• Fragmento seleccionado:
Vaya por delante que mi pretensión jamás será frivolizar acerca de ninguna enfermedad o desgracia ajena, pero los recientes acontecimientos que han sacudido lo que en principio era una conmovedora historia de padres coraje –cuya hija Nadia se encuentra afectada por una de las denominadas enfermedades raras– se ha convertido en un dudoso relato plagado de incoherencias que destila fragancias de estafa por los cuatro costados.

El caso irrumpió en 2008, cuando los padres de la niña decidieron amplificar mediáticamente la delicada situación padecida por su hija con el ánimo de recabar fondos para mejorar su salud así como alargar su angustiosa esperanza de vida, estimada en un periodo de entre dos y cuatro años. Las campañas iniciadas por entonces parecieron funcionar y el relato sostenido por los padres trasladaba a la ciudadanía que gracias a todas las aportaciones económicas su hija había podido ser intervenida por prestigiosos cirujanos de medio mundo -Estados Unidos, Afganistán, etc…-.

Hasta esta última semana, cuando una investigación periodística del diario El País ha desvelado la inexactitud e inexistencia de un número muy elevado de sombras en el relato -intervenciones jamás realizadas en ninguna clínica, ausencia de justificantes de pago a centros de investigación, inexistencia de registros o confirmaciones de viajes a hospitales internacionales en busca de ayuda – dejando al descubierto un mar de dudas gigantesco que ha llegado a motivar un comunicado de la familia indicando que devolverá todo el dinero recientemente recaudado -150.000 euros a partir de su último despliegue mediático esta semana por El Mundo y la Sexta, entre otros medios- a todas aquellas personas que lo soliciten.

Llegados a este punto hay que reconocer que este caso pone de relieve varias cuestiones, como por ejemplo la extraordinaria capacidad que algunos seres humanos son capaces de desplegar para enriquerecerse ilícitamente a costa de manipular y mercadear con los sentimientos ajenos, construyendo historias, relatos y ficciones de un paroxismo brutal que en última instancia solo cabe tildar de “efectivo”, o la siniestra y alargada sospecha que un fraude de estas características puede llegar a derramar sobre el conjunto de peticiones sinceras de auxilio y colaboración ciudadana en otros casos de necesidad extrema de ayuda colectiva.

Registros de un conjunto de datos
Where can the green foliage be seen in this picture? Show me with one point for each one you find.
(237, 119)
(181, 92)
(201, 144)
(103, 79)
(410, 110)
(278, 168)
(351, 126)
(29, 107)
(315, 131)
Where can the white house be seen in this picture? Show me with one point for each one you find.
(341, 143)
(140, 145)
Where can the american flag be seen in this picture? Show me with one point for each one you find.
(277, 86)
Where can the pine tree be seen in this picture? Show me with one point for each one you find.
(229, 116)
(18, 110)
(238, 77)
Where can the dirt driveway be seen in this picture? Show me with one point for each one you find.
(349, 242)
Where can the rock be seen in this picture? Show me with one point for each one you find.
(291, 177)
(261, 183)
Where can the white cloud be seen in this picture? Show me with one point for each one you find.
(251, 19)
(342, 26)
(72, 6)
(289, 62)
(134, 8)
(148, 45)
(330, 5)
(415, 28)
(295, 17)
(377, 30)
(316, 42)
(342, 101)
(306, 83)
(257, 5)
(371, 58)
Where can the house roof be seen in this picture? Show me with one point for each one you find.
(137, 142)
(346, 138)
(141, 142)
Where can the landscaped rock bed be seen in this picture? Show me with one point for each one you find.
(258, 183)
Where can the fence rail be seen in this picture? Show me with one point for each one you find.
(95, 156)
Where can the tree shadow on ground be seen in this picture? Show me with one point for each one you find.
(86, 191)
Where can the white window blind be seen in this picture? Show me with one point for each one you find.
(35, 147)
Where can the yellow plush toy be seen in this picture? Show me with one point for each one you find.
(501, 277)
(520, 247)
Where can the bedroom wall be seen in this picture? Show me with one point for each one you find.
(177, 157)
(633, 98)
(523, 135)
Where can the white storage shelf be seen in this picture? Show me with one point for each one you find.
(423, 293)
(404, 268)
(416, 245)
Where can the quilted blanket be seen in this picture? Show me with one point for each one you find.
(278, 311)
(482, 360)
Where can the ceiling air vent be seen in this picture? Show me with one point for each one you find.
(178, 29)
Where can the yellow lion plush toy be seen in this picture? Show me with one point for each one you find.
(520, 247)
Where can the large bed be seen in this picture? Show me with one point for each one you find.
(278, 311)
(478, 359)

• Consigna: Resume en dos oraciones el artículo sobre el caso de Nadia.

• Resultado: Los padres de Nadia, una niña afectada por una enfermedad rara, recaudaron fondos desde 2008 con el relato de que su hija había sido operada por prestigiosos cirujanos de medio mundo, pero una investigación de El País reveló intervenciones nunca realizadas, falta de justificantes de pago y ausencia de registros de viajes a hospitales internacionales. La familia comunicó que devolverá los 150.000 euros recaudados recientemente a quien lo solicite, y el artículo sostiene que el caso muestra cómo algunas personas se enriquecen manipulando sentimientos ajenos y cómo un fraude así puede sembrar sospechas sobre peticiones sinceras de ayuda.